Please pick out every line in the items below that contains the word "path", and copy each one. Case counts when matching.

- Some records
+++
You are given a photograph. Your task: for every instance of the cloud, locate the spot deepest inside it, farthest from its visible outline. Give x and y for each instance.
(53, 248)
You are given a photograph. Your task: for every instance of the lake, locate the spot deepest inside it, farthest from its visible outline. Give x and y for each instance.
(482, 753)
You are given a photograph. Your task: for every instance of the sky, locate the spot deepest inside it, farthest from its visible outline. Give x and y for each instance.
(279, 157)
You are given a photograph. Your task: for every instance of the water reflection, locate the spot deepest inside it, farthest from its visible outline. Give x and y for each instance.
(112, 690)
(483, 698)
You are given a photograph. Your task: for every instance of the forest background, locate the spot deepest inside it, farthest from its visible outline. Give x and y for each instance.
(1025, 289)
+++
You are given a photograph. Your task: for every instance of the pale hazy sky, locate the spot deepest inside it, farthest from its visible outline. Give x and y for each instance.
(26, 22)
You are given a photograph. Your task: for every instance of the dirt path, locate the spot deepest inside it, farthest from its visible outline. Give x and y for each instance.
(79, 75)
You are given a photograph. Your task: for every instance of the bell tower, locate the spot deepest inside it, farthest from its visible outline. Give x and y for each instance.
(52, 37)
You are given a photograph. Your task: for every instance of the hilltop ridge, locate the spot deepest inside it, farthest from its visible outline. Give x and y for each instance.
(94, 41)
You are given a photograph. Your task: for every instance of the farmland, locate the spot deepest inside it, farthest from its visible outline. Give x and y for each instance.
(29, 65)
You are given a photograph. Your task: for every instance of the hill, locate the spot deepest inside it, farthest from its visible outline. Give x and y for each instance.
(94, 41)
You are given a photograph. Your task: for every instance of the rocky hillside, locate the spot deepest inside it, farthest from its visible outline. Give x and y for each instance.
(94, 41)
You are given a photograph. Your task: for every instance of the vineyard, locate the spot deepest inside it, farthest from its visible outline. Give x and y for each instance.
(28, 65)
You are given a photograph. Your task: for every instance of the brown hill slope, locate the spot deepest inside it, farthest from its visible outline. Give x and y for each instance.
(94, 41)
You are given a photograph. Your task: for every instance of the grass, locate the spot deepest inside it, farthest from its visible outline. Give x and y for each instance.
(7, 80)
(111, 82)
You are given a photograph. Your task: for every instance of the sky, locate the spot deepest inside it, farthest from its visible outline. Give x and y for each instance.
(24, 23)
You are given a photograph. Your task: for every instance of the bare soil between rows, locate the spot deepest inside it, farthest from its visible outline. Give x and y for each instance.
+++
- EXERCISE RESULT
You are given a photograph. Your task: for every instance of the dirt path, locate the spot deepest inside it, farthest from its visible outline. Give x and y for each instance.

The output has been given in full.